## Work to complete
Gather all lines in the data that hold the string "tire".

[Entries taken from a collection]
•••

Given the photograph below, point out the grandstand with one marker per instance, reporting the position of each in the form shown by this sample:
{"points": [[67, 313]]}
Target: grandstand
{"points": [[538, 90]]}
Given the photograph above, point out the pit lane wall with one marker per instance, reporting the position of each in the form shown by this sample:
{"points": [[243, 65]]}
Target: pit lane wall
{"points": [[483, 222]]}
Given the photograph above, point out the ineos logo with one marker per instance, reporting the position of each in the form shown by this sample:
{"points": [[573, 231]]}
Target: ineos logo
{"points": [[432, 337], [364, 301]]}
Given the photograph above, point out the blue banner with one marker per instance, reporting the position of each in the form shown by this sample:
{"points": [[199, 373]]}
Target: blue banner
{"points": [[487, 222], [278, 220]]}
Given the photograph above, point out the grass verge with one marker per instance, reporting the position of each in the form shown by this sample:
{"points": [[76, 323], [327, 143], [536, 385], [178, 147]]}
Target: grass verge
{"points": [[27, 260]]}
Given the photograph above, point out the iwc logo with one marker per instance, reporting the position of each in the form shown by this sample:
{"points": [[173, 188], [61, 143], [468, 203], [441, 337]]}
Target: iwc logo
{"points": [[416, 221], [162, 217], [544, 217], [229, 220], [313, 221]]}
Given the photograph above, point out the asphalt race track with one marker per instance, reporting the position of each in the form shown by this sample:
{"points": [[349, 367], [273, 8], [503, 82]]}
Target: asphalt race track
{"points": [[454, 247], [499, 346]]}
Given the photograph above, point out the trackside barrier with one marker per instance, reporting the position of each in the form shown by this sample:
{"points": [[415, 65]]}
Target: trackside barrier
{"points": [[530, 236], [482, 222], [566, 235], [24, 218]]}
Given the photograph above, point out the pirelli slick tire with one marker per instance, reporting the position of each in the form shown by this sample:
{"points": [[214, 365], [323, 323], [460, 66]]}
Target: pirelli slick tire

•••

## Solution to the problem
Given the photograph above, point out the pirelli slick tire with one marker per instance, reporting the position of each in the form shown by this sample:
Target: pirelli slick tire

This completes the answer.